EXERCISE REQUIREMENTS:
Produce a verbatim copy of the entries listed below.
Top of SOURCE RECORDS
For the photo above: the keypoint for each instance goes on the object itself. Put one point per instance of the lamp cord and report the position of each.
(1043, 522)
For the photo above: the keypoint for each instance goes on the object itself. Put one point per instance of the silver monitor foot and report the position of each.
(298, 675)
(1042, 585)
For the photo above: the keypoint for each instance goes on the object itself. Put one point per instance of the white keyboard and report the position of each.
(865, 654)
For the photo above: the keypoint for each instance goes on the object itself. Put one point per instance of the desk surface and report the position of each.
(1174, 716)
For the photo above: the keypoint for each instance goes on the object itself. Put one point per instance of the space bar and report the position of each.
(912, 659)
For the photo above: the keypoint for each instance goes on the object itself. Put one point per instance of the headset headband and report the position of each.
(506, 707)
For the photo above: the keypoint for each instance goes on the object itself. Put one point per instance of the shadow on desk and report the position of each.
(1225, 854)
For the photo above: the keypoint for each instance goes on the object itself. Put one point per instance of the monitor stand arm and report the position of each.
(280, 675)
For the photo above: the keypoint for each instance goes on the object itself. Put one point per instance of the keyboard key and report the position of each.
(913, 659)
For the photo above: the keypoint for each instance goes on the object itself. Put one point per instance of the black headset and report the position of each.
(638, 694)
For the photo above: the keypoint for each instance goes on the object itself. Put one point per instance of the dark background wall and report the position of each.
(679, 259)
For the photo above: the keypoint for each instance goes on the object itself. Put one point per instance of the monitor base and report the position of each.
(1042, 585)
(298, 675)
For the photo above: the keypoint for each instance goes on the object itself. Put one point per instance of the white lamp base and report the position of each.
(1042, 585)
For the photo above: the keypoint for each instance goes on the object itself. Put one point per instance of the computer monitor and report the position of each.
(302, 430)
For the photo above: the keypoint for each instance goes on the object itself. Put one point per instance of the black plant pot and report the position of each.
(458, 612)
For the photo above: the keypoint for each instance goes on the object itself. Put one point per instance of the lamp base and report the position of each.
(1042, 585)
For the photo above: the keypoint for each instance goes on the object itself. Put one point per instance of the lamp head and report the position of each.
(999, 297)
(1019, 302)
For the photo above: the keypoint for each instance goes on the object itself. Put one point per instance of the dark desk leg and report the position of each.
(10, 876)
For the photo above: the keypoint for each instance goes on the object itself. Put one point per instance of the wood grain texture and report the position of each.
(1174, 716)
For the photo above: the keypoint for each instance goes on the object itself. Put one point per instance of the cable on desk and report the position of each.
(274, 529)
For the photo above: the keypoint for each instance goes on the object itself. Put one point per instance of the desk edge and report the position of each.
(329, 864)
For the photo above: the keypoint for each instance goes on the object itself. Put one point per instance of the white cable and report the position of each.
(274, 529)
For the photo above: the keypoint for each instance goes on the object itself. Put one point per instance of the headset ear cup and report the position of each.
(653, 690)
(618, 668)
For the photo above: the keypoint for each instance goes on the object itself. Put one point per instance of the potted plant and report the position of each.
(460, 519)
Bottom of SOURCE RECORDS
RESULT FOR THIS EXERCISE:
For the photo above: the keypoint for each instance goes on the object itself. Put one point per instance of the lamp cord and report the position of each.
(1043, 522)
For the photo above: the keypoint for each instance goes on the object itself. Put one point per instance of the silver monitor foot and report the position of each.
(298, 675)
(1042, 585)
For the photo above: the keypoint for each instance goes on the object itself. Put one point per instance of the white keyboard and report the position of each.
(865, 654)
For the photo above: the keypoint for each instance goes on the object itself. Put one point per instance of the desk surface and report the position of each.
(1174, 716)
For the photo above: the keypoint for each instance goes on the object itself. Put one point per instance of the space bar and report the position of each.
(912, 659)
For the photo above: the keypoint for each instance goes on the object itself. Put one point per instance of the headset headband and report the position of each.
(506, 707)
For the photo above: the keypoint for each instance goes on the object itself. Put one point per instance of the shadow on desk and report the position of each.
(1225, 854)
For the photo above: the keypoint for each instance goes on the object itself. Put one point per instance of the monitor stand arm and report the position of each.
(280, 675)
For the photo above: the keypoint for each instance goes on the object itself. Put one point per instance of the keyboard key and report the position of each.
(913, 659)
For the photo above: the keypoint for each instance goes on the object itself. Put one point per instance of the black headset and report the position of each.
(638, 694)
For the photo above: the keypoint for each instance goes on the object itself. Put one point per instance of the dark background wall and report the position of each.
(679, 259)
For the photo above: the keypoint for each instance goes on the object itself. Put one point per instance of the monitor base and report the position of each.
(1042, 585)
(298, 675)
For the photo above: the keypoint for each instance goes on the object itself. Put one point per instance of the white lamp base and report the position of each.
(1042, 585)
For the photo above: the keypoint for each instance goes on the object itself. Put one point per instance of the computer monitor and report the position of each.
(302, 430)
For the photo above: the keypoint for each instance goes on the object itself. Put one point per instance of the black plant pot and report the position of each.
(458, 612)
For the photo above: the keypoint for each instance goes on the object itself. Put one point per instance of the lamp base and report the position of each.
(1042, 585)
For the photo above: the keypoint for each instance goes on the object itself. Put one point per instance of the lamp head and report the position of each.
(999, 297)
(1019, 302)
For the photo above: the keypoint for each instance goes on the object itself. Put one point per instance of the dark desk leg and report the position of each.
(10, 876)
For the photo above: the keypoint for each instance goes on the object itself. Put one point per instance of the wood grain texture and report the position of each.
(1174, 716)
For the photo above: the keypoint for each instance goes on the object itself. Put one point per instance of the cable on desk and report the position of each.
(274, 529)
For the photo above: the keypoint for each instance goes on the object itself. Put one point per instance of the desk edge and report the position of each.
(329, 864)
For the photo above: the keypoint for each instance goes on the object itself. Put one point per instance of the white cable and report the position of each.
(274, 529)
For the photo above: the keypoint for each instance goes on the object itself. Put one point per instance of the headset ear cup and report the position of each.
(653, 690)
(618, 668)
For the photo above: the keypoint for each instance goes on the object itself. Put one point per instance of the potted plant and report the position of each.
(460, 519)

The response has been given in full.